##### GEGEBENE ANGABEN #####
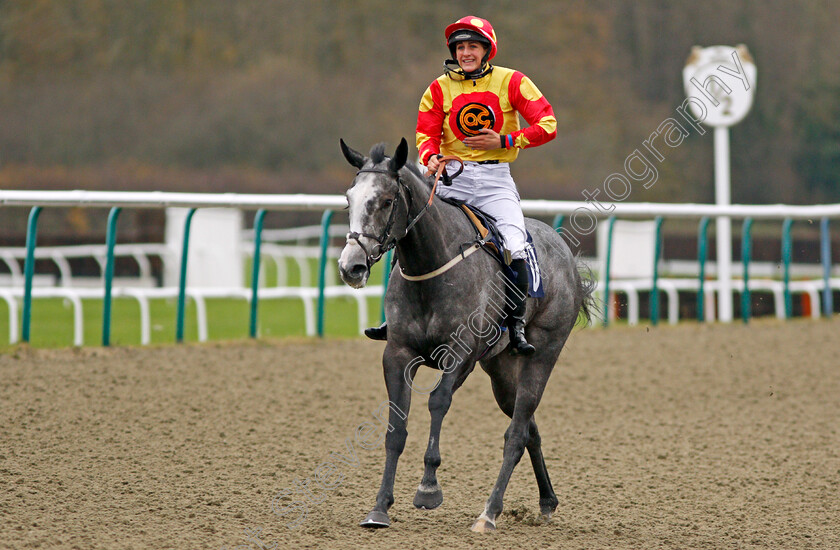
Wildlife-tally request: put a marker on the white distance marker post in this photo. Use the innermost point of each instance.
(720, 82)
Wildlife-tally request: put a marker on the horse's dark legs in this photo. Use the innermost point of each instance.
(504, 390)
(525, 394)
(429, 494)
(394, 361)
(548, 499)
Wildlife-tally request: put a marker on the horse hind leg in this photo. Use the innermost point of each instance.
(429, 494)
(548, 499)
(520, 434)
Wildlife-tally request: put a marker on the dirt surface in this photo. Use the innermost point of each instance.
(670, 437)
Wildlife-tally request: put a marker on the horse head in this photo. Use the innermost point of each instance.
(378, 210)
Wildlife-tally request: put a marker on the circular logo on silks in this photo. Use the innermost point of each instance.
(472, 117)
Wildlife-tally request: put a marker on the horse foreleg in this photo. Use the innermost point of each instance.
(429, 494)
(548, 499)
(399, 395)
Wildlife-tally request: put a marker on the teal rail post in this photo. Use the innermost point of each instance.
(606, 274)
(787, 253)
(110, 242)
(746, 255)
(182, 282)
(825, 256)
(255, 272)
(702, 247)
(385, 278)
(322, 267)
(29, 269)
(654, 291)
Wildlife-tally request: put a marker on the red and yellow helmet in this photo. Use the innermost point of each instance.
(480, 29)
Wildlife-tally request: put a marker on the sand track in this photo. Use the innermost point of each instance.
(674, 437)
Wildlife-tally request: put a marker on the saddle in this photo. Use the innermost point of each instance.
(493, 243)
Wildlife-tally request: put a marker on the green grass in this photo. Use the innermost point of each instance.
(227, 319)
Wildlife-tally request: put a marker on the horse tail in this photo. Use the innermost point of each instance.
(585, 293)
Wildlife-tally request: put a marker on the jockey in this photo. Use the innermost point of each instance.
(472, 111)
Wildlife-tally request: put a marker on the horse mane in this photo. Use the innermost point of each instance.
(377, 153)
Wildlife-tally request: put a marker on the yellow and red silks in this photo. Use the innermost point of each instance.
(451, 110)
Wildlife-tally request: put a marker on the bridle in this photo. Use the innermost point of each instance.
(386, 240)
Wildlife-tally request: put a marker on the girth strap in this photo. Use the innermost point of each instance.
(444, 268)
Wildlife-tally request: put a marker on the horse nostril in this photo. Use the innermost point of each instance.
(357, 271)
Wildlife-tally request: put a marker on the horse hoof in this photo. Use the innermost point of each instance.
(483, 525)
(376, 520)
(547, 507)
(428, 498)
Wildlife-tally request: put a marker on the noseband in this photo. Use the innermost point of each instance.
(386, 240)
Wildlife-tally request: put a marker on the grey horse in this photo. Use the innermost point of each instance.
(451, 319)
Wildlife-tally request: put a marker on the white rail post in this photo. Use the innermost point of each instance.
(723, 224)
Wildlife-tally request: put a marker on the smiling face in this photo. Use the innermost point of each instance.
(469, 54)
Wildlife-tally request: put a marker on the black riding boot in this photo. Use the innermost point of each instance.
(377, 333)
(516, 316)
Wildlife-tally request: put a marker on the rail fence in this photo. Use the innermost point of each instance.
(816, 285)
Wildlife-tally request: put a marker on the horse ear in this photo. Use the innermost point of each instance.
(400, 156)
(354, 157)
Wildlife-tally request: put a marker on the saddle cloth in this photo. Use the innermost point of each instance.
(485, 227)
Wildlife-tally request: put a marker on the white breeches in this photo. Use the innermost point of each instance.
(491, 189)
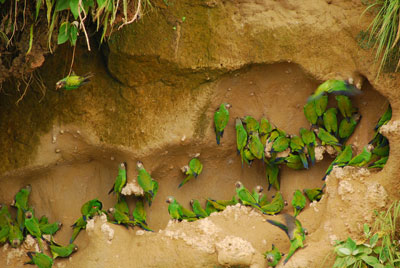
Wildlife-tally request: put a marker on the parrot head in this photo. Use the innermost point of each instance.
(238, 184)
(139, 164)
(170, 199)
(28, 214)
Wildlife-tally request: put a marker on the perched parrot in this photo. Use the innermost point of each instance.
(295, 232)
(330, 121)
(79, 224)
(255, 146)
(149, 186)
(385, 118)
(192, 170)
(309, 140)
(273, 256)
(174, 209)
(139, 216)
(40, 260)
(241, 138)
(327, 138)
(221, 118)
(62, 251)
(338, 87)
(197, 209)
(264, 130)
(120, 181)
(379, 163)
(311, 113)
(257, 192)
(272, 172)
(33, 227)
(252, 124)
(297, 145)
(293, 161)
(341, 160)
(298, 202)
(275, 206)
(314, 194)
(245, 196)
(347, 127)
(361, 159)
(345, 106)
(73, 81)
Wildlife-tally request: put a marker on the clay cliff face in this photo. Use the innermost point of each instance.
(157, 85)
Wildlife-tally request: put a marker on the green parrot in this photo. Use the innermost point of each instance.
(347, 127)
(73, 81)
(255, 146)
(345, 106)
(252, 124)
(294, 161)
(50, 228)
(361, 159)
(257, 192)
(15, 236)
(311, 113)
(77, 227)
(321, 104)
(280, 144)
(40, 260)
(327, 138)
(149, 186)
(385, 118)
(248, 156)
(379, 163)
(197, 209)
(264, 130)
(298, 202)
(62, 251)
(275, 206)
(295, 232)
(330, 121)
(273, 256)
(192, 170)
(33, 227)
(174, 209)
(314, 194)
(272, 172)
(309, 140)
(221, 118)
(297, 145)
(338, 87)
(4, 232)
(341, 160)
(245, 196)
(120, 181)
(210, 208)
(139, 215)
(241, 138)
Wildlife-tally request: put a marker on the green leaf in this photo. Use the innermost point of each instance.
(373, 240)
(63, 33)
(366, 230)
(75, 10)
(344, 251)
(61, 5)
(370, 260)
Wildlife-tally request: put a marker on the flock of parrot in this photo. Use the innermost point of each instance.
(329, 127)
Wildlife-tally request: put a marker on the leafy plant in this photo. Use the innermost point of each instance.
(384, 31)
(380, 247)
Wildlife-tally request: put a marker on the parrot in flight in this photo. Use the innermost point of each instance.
#####
##### GEGEBENE ANGABEN #####
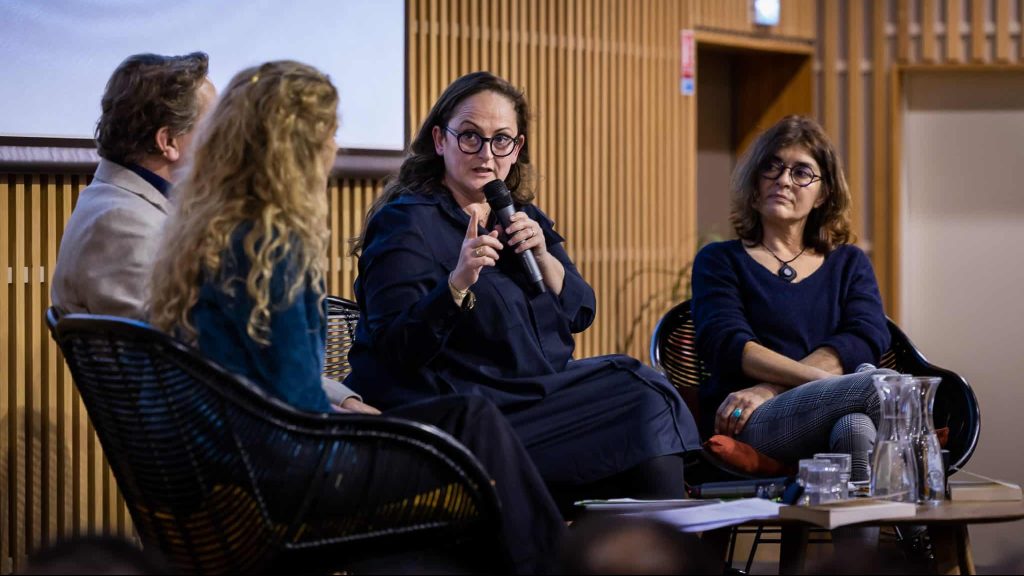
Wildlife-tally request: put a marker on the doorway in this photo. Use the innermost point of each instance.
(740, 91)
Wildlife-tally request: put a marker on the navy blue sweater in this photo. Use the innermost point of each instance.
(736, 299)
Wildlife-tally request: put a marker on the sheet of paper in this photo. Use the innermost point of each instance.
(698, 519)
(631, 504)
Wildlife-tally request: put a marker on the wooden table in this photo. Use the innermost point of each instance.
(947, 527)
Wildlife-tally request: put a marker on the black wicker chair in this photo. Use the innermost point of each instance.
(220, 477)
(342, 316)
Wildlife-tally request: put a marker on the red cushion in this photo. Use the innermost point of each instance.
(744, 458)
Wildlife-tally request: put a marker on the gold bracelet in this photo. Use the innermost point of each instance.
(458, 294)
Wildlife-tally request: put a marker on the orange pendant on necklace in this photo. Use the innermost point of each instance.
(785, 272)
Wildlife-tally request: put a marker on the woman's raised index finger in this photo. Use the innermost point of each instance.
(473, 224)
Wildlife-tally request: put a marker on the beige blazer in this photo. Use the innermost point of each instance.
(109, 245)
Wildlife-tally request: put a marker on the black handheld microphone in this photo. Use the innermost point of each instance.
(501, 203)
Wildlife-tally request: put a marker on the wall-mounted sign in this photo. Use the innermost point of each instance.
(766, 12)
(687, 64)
#####
__DEINE AUFGABE__: Zähle bitte, wie viele Zeilen der Einträge das Wort „green“ enthalten, und nenne nur die Zahl.

__AUSGABE__: 3